* **Set task**: Everything from the line with "You are given a photograph. Locate the block" through the last line of the records below should be copied exactly, both ends included.

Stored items
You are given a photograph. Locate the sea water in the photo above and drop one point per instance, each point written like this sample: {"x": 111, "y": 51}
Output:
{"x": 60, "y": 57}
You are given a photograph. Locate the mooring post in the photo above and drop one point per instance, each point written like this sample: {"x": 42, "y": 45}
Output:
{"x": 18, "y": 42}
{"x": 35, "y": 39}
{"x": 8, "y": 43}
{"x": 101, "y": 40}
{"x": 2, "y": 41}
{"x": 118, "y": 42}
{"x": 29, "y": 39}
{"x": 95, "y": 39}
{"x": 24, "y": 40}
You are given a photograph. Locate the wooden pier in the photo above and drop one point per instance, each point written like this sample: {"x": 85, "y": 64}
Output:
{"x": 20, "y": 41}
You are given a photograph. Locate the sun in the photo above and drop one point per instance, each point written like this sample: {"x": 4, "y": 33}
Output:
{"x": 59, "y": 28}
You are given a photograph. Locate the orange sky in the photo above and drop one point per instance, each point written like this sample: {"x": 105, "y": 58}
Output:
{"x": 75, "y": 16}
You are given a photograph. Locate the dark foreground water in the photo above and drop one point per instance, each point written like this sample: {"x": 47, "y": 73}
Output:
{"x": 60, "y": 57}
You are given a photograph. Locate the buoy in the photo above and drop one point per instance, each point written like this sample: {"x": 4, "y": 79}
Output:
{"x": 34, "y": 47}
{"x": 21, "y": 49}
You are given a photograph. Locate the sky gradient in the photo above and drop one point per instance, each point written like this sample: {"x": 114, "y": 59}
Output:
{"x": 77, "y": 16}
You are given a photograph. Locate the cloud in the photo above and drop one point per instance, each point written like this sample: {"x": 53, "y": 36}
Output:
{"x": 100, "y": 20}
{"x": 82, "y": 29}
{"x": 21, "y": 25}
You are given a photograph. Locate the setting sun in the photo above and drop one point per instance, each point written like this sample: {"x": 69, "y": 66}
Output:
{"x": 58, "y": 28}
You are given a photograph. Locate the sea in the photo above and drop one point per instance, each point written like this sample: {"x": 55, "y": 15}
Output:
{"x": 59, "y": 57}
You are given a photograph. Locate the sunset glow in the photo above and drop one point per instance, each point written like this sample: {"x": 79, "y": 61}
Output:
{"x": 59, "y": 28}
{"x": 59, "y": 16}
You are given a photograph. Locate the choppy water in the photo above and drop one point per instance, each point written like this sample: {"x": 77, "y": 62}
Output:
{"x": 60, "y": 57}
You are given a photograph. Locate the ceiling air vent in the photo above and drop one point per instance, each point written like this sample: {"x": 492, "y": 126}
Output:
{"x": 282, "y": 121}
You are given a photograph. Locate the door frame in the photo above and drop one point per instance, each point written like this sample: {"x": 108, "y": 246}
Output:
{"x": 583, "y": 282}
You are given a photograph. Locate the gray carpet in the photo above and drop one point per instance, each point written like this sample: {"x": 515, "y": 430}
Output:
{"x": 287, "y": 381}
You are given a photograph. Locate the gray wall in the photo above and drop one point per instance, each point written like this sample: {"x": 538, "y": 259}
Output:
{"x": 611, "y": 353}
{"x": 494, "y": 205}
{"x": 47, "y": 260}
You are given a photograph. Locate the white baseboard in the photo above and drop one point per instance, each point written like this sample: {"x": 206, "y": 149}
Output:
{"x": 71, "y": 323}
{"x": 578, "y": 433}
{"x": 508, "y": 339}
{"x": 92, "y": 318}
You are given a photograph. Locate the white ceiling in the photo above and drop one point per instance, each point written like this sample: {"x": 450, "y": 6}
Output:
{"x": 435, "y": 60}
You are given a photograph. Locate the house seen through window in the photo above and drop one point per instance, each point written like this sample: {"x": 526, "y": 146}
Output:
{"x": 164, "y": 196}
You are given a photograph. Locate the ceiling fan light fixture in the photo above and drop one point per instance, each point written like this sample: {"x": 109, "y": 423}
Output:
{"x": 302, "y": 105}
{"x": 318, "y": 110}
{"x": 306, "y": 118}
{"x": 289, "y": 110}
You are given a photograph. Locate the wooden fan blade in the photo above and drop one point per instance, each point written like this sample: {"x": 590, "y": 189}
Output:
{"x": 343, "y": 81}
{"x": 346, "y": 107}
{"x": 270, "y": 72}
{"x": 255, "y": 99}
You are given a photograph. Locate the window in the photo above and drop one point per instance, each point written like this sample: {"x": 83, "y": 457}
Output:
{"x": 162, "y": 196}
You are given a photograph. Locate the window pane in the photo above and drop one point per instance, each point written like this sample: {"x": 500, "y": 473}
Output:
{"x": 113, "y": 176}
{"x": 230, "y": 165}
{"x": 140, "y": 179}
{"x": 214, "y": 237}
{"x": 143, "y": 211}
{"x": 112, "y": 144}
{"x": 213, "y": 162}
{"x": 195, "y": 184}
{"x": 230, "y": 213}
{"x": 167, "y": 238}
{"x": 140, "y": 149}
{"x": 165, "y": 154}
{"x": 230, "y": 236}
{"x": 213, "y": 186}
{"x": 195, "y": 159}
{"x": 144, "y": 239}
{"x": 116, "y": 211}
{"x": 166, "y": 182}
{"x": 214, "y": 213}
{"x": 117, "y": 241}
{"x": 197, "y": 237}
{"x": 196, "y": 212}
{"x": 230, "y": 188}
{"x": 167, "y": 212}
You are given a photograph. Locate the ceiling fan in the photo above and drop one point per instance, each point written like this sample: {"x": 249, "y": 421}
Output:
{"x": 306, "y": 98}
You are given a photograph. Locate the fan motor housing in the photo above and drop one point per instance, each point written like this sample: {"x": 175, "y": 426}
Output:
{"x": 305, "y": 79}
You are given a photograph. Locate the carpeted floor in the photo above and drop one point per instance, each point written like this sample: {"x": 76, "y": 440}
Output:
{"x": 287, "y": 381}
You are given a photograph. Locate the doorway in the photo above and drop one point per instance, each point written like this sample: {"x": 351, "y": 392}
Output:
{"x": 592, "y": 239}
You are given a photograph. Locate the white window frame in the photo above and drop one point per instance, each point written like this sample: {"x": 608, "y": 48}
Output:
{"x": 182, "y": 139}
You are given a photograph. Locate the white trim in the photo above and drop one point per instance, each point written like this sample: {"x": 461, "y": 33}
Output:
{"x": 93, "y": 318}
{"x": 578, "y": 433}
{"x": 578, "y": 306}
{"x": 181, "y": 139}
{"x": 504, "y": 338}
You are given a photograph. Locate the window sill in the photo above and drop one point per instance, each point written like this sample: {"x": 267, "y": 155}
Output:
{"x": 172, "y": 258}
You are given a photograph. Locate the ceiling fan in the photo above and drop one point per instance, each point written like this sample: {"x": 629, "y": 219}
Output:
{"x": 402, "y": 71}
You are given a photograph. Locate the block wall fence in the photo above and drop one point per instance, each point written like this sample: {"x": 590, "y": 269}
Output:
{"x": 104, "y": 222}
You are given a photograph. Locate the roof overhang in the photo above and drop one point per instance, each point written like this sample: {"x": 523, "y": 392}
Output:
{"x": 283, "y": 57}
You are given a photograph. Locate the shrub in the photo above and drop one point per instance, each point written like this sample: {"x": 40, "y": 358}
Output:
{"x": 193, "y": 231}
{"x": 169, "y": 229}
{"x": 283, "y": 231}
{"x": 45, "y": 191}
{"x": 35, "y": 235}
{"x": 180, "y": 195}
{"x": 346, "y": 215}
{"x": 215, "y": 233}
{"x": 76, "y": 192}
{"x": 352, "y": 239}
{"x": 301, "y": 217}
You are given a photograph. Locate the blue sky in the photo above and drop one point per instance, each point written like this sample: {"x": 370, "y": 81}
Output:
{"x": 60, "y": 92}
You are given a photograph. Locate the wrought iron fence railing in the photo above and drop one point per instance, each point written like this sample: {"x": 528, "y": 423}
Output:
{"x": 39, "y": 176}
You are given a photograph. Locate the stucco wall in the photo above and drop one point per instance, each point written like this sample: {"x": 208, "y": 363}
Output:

* **Finished task**:
You are given a photograph. Locate the block wall fence in the photo above and drop one point per instance, each point written like this sample: {"x": 590, "y": 269}
Output:
{"x": 104, "y": 222}
You are given a photograph. Locate the roof overhang in the photo above and drop one point per instance, each point written like this sample: {"x": 523, "y": 392}
Output:
{"x": 283, "y": 57}
You are given a photograph. Locate the shrub in the photo above and drop one point per instance, each point written like this sample: {"x": 40, "y": 358}
Output:
{"x": 193, "y": 231}
{"x": 169, "y": 229}
{"x": 283, "y": 231}
{"x": 45, "y": 191}
{"x": 35, "y": 235}
{"x": 180, "y": 195}
{"x": 346, "y": 215}
{"x": 215, "y": 233}
{"x": 76, "y": 192}
{"x": 352, "y": 239}
{"x": 301, "y": 217}
You are given a photograph. Locate the blue sky in the photo above and drop one point per instance, each point written like this sample: {"x": 370, "y": 81}
Output:
{"x": 60, "y": 92}
You are given a photograph. Locate the wrought iron fence railing in the photo above and drop one point per instance, each point written like this sample: {"x": 528, "y": 423}
Output:
{"x": 39, "y": 176}
You are given a photograph. Locate the stucco wall in the photo above and drop one point per instance, each point written like this sample: {"x": 208, "y": 363}
Output:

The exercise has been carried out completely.